> TEXTO DO EXERCÍCIO
⁂
Na ação, foi pedida a manutenção do cargo público militar por tempo igual ou superior ao do tratamento médico, pagamento de lucros cessantes (devido a perdas salariais que ele estariam tendo) e indenização por danos morais com tutela antecipada de urgência, ou seja, que os pedidos fossem acatados antes de uma análise de mérito. Com a defesa do Exército, a Justiça entendeu não haver motivos para o pedido, que foi indeferido.
O Exército sustentou que os fatos teriam ocorrido nove meses antes e que até maio não teriam sido levados ao conhecimento de nenhum superior para apuração. A instituição também demonstrou à Justiça que o soldado estava recebendo tratamento médico e que, apesar de afastado das atividades, seguia recebendo salário.
Exército afirma que soldado recebeu tratamento psiquiátrico
Segundo relato do Exército à Justiça Federal, a partir da denúncia, o soldado foi colocado em tratamento psiquiátrico e chegou a ganhar duas licenças médicas de 30 dias cada. Em agosto, quando deveria ser licenciado do serviço militar (devido ao fim do serviço temporário), não o foi porque precisava passar por nova avaliação médica. Submetido à inspeção de saúde em setembro, foi verificado que ele seguia com incapacidade temporária para exercer funções. O soldado foi mantido afastado do serviço, como adido administrativo, e segue em tratamento e recebendo salário como soldado.
Em razão disso, a Justiça Federal indeferiu o pedido de tutela antecipada de urgência e deu ao autor prazo para se manifestar novamente. "Por tal motivo, entendo necessária a intimação do autor para que, a par destas considerações, preste os devidos esclarecimentos acerca do pedido e sua consequente causa de pedir", escreveu a juíza na decisão.
⁂
> DADOS FORNECIDOS
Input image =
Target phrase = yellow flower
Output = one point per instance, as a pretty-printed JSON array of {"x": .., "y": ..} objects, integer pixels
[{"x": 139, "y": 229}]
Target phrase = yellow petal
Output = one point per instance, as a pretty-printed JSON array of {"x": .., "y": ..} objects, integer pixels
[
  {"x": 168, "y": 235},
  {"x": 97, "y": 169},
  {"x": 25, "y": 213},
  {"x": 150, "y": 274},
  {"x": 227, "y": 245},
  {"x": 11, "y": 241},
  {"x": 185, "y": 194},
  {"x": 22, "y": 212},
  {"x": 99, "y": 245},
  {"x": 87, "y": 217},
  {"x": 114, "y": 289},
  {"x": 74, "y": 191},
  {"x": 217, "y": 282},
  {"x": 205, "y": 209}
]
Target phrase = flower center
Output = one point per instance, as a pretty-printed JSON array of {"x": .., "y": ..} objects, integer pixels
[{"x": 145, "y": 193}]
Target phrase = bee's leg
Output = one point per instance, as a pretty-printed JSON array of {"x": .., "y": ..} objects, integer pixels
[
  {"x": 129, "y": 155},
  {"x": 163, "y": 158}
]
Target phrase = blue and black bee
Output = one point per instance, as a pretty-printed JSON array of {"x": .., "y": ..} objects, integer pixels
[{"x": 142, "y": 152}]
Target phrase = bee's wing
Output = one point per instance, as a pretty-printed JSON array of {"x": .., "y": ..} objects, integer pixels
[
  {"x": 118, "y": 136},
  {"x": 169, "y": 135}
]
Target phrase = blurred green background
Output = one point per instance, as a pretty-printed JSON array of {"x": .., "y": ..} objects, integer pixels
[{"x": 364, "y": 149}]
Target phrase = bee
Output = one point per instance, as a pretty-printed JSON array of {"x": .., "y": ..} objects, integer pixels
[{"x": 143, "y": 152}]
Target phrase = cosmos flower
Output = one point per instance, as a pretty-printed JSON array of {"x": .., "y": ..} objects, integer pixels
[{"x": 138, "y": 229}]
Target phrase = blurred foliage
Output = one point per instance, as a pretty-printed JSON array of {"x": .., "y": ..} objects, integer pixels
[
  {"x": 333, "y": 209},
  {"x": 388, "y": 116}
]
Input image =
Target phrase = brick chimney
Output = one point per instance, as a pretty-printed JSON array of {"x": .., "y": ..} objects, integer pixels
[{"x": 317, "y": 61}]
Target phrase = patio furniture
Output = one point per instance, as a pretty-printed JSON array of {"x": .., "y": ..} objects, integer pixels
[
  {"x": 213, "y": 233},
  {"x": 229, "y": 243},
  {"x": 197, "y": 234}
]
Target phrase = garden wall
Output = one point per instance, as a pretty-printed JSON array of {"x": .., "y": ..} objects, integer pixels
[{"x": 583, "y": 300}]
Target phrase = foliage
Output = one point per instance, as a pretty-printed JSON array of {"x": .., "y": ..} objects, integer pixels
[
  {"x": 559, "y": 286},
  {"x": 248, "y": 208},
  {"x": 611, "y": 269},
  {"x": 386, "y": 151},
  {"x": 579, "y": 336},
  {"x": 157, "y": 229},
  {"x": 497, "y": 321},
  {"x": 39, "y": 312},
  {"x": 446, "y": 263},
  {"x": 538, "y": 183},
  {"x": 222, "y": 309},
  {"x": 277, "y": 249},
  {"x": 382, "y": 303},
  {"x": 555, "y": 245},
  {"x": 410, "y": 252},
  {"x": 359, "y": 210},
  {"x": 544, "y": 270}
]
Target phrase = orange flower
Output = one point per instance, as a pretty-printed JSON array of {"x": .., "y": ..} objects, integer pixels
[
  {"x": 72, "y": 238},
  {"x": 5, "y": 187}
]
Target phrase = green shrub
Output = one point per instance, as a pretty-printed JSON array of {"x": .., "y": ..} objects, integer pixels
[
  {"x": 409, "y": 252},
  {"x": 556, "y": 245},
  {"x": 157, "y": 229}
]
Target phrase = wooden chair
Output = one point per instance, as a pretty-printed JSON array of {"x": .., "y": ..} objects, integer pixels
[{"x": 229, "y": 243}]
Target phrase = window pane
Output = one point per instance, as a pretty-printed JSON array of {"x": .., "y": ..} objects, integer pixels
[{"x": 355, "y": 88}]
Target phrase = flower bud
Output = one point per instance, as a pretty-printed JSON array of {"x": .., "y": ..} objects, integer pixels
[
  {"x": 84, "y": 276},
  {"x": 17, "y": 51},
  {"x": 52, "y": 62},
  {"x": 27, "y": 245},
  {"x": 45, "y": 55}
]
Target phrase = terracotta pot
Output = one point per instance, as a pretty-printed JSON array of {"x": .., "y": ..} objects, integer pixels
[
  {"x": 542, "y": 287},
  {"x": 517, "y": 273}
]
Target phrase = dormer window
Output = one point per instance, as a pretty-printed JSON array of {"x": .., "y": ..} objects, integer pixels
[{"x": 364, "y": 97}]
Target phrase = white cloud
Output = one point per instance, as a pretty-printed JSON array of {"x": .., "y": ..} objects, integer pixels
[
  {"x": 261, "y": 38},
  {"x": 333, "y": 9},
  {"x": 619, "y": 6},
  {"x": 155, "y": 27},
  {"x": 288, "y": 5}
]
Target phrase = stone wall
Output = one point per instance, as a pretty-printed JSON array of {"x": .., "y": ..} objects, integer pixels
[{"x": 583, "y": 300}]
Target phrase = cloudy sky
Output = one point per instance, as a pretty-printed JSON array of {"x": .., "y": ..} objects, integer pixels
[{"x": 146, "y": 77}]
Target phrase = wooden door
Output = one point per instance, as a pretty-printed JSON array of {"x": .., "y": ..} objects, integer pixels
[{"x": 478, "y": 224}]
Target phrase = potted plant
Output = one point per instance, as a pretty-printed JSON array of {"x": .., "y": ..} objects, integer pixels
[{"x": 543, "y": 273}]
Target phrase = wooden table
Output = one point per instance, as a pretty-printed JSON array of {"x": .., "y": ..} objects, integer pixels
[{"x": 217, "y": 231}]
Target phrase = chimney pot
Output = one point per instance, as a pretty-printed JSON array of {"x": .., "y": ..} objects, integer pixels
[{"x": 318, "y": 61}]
⁂
Responda, com base no texto sobre o soldado e o Exército:
(a) Segundo o Exército, quantos meses antes os fatos teriam ocorrido?
(b) Quantas licenças médicas de 30 dias o soldado chegou a ganhar?
(c) Em que mês o soldado foi submetido à inspeção de saúde?

> RESOLUÇÃO DA TAREFA
(a) Nove meses antes.
(b) Duas.
(c) Em setembro.